- Text segment -
——

Defenseman Pascal Trepanier took a needless kneeing penalty against Chicago’s Alexei Zhamnov at 10:34 of the final period. Titov followed with a holding penalty at 13:20, which blunted any hopes the Ducks had of repeating Saturday’s third-period comeback and a 3-3 tie against the Nashville Predators.

Steve Sullivan added an empty-net goal in the final minute.

“If you’re a tired team, the last thing you want to do is put your team at a disadvantage,” Duck Coach Craig Hartsburg said. “The hardest thing to try to do if you’re tired is to kill penalties.”

Of Cummins’ penalty, Hartsburg said, “No need for it.”

Of Titov’s giveaway, Hartsburg added, “Just a bad play. He’s a veteran player. He knows what to do in that situation. He made a bad decision.”

——

- Set problem 1 -
In the hockey report, at what time in the final period did Pascal Trepanier take his kneeing penalty?
- Set problem 2 -
Reproduce the stretch of the hockey report from "Defenseman Pascal Trepanier" through "the Nashville Predators.", word for word.

- Data section -
——

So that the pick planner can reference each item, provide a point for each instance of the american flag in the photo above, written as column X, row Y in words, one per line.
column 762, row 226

——

- Exercise output 1 -
At 10:34 of the final period.

- Exercise output 2 -
Defenseman Pascal Trepanier took a needless kneeing penalty against Chicago’s Alexei Zhamnov at 10:34 of the final period. Titov followed with a holding penalty at 13:20, which blunted any hopes the Ducks had of repeating Saturday’s third-period comeback and a 3-3 tie against the Nashville Predators.